(Dataset excerpt)
★ ★ ★ ★ ★
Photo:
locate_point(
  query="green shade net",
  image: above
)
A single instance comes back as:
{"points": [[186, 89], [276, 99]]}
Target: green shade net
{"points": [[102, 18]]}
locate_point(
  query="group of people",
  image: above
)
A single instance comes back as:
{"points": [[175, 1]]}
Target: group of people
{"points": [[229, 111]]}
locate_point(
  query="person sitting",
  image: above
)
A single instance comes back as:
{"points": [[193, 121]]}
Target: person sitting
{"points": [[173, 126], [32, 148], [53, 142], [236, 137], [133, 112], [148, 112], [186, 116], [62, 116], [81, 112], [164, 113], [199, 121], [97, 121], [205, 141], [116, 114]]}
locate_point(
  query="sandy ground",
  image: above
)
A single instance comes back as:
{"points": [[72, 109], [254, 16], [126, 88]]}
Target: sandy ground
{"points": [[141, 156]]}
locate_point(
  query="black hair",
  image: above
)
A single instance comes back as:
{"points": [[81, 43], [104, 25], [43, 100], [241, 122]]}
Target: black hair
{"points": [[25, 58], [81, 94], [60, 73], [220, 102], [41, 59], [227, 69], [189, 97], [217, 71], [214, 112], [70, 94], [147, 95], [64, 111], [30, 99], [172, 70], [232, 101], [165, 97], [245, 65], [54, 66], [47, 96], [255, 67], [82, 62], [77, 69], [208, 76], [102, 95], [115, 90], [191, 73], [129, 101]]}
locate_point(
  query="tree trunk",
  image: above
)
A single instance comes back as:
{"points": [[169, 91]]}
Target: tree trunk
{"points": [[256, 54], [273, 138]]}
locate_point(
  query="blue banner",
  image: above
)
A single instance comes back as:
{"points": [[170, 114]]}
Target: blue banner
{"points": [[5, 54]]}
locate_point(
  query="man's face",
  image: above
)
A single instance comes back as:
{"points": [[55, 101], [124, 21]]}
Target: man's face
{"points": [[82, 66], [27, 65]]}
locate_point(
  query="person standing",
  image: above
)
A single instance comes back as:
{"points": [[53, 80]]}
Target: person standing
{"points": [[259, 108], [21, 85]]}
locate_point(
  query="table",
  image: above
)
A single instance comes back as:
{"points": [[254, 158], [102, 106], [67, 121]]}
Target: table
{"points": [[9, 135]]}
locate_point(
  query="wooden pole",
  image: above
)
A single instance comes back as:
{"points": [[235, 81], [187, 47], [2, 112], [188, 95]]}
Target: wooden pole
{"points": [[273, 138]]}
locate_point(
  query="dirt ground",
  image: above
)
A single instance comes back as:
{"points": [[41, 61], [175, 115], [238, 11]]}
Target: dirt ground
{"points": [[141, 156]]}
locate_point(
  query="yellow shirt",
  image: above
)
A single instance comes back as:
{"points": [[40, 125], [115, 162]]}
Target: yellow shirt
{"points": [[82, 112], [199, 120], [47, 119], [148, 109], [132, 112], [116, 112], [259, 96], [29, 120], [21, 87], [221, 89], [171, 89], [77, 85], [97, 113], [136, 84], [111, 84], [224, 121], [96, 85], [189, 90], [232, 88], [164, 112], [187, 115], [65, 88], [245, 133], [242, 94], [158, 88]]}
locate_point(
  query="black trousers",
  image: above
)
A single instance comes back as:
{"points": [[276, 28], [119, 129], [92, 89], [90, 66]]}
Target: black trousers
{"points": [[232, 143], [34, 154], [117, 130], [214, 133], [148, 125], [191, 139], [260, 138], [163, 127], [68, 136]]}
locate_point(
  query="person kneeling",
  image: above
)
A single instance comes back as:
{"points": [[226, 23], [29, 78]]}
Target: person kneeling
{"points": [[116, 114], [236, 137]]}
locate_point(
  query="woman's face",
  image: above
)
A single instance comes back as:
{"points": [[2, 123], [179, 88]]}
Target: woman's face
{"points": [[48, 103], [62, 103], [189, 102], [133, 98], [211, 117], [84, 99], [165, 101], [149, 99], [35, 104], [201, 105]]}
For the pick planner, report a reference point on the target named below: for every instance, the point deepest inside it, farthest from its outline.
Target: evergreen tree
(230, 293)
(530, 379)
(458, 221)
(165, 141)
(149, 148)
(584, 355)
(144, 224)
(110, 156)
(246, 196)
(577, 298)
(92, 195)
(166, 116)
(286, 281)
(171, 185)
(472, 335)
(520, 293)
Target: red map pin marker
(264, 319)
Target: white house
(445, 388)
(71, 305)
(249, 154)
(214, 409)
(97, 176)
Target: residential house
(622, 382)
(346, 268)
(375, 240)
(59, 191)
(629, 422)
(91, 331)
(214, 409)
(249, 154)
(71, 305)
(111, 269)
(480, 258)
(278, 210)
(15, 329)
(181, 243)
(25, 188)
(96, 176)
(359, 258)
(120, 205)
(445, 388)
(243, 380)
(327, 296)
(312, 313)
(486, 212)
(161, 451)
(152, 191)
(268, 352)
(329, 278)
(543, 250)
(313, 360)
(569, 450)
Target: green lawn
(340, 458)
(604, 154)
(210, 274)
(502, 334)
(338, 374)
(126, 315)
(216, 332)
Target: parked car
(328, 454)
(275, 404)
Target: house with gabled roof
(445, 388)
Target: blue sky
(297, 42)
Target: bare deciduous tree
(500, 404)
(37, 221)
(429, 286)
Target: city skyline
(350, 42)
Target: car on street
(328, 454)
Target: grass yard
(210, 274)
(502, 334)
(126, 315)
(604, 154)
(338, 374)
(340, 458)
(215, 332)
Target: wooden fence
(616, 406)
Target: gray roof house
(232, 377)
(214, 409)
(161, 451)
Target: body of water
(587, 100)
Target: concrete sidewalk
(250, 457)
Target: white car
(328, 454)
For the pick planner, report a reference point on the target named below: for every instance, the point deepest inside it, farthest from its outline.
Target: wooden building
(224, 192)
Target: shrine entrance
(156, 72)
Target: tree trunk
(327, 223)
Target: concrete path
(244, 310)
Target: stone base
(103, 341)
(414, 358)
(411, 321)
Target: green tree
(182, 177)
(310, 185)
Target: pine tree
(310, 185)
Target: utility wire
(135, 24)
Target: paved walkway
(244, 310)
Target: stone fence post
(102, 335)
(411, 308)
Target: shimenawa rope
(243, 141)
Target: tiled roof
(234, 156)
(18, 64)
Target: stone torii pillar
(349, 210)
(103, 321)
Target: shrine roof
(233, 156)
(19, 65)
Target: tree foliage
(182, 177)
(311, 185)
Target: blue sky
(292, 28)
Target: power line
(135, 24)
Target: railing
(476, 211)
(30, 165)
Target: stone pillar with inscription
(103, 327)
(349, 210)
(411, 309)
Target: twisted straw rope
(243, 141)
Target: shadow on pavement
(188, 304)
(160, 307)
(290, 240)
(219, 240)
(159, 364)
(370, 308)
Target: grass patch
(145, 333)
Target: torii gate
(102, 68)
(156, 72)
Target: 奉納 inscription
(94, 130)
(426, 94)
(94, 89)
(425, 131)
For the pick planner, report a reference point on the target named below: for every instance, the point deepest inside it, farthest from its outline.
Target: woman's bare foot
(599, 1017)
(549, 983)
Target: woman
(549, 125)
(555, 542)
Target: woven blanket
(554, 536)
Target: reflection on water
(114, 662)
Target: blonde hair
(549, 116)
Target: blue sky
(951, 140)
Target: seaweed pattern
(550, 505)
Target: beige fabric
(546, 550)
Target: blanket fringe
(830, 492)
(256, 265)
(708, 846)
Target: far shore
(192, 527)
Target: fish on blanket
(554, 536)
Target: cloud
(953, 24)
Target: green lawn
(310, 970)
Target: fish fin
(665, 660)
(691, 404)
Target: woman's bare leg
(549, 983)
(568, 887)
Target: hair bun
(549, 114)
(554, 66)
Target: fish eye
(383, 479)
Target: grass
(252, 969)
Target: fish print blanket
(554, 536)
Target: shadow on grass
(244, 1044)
★ ★ ★ ★ ★
> [Exercise directions]
Copy every line from the line with "Target: fish fin" through the end of the items, raising each point coordinate in the answers by 44.

> [Solution below]
Target: fish fin
(709, 704)
(735, 448)
Target: woman's bare leg
(593, 1027)
(612, 931)
Target: hair bun
(593, 158)
(598, 110)
Target: fish eye
(427, 523)
Target: grass
(296, 1013)
Target: fish print blanket
(598, 580)
Target: shadow on grass
(288, 1088)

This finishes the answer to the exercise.